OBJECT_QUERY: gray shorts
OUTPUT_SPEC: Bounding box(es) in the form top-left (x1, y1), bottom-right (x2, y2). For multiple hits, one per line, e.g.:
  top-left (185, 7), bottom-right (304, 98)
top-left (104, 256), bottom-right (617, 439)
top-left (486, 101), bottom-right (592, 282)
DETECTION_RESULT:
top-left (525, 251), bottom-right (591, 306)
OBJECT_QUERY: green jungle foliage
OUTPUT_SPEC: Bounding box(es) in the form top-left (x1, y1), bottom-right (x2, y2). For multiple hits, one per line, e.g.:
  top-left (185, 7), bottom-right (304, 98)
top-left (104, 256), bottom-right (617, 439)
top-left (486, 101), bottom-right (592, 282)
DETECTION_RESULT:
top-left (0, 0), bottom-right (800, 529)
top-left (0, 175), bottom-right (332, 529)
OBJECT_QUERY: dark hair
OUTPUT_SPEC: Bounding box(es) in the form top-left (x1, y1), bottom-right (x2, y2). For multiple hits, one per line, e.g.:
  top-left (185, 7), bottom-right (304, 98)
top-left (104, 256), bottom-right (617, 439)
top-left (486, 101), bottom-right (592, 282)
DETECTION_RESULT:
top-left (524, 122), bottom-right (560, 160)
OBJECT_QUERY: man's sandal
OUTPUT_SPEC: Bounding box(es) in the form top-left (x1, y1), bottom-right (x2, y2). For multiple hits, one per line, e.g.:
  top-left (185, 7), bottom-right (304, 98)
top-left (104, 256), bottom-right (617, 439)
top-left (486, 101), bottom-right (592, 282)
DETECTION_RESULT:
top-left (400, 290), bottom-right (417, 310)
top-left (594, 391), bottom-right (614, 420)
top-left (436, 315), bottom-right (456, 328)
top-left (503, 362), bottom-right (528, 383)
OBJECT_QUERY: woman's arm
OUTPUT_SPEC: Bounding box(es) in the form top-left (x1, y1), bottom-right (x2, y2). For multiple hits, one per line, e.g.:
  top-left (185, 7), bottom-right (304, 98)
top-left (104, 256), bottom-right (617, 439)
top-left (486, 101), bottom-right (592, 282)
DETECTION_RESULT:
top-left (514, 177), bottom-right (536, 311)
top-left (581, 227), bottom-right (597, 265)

----------------

Ziel der Aufgabe: Schreib den Teil der Daten oben, der mit der ersten Zeile beginnt und mit der Zeile endet, in der "top-left (525, 251), bottom-right (591, 306)" steht, Zeile für Zeile vollständig ab; beide Enden gehören dazu. Verschieb dabei jede Koordinate im Ergebnis um -18, lass aber die Beispielwerte in der Formatangabe unverändert.

Lösung:
OBJECT_QUERY: gray shorts
OUTPUT_SPEC: Bounding box(es) in the form top-left (x1, y1), bottom-right (x2, y2). For multiple hits, one per line, e.g.:
  top-left (185, 7), bottom-right (304, 98)
top-left (104, 256), bottom-right (617, 439)
top-left (486, 101), bottom-right (592, 282)
DETECTION_RESULT:
top-left (507, 233), bottom-right (573, 288)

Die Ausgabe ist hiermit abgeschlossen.